→ **Task requirements**
Where does the word "tail" occur in the entries below? Copy every line that has it.

-- Information given follows --

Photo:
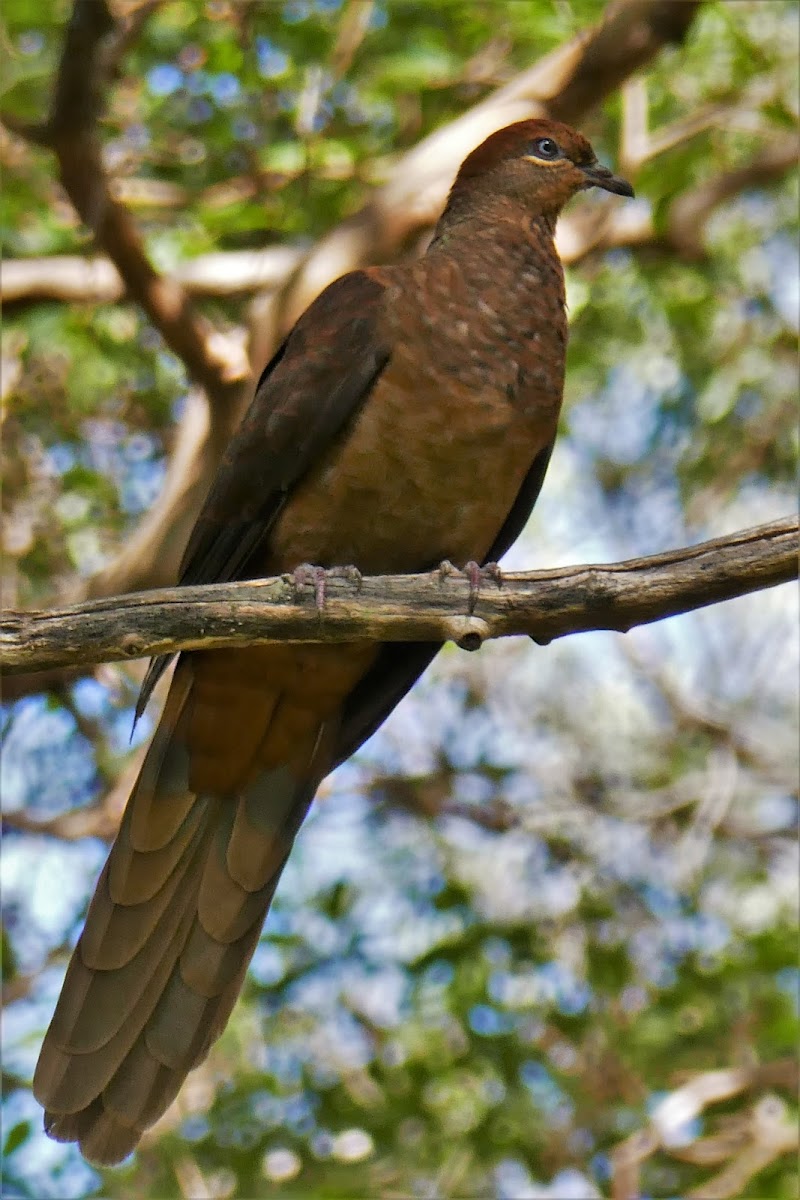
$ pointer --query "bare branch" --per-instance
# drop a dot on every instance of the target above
(90, 52)
(565, 83)
(543, 605)
(751, 1143)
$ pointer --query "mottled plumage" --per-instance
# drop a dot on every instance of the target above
(408, 418)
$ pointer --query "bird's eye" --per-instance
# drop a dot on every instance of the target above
(546, 148)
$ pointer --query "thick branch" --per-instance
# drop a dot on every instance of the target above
(90, 48)
(567, 82)
(414, 607)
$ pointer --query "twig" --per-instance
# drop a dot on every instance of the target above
(543, 605)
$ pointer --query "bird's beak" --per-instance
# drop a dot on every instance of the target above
(601, 177)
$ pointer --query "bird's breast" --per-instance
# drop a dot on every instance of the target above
(432, 465)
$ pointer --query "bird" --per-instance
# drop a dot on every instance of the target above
(405, 420)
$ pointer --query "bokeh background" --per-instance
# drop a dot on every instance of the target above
(531, 921)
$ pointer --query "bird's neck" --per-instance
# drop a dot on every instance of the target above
(501, 249)
(482, 215)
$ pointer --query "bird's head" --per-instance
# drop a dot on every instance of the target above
(537, 163)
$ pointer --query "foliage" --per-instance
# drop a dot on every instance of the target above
(558, 879)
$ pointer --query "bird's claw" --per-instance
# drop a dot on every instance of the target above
(308, 575)
(475, 575)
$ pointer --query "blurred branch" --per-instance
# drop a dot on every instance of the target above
(689, 214)
(73, 279)
(565, 84)
(543, 605)
(750, 1141)
(594, 227)
(92, 45)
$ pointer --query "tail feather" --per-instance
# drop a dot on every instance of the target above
(114, 933)
(169, 934)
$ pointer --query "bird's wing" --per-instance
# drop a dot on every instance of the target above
(401, 664)
(313, 387)
(306, 396)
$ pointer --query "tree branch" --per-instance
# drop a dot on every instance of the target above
(543, 605)
(566, 83)
(91, 47)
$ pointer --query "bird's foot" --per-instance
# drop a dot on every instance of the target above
(308, 575)
(476, 575)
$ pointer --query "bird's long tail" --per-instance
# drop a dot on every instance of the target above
(169, 933)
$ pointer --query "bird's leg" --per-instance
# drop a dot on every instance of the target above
(307, 574)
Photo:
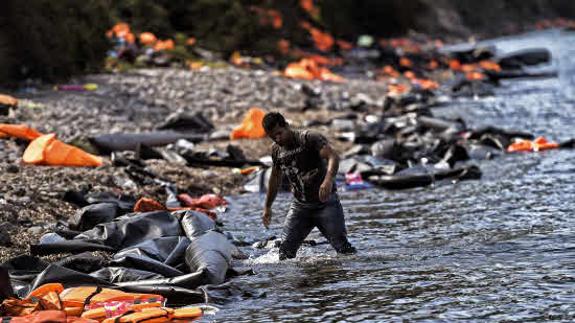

-- Information given concluded --

→ **Problem solution**
$ pointer --query "tail feather" --per-instance
$ pointer --query "bird's long tail" --per-instance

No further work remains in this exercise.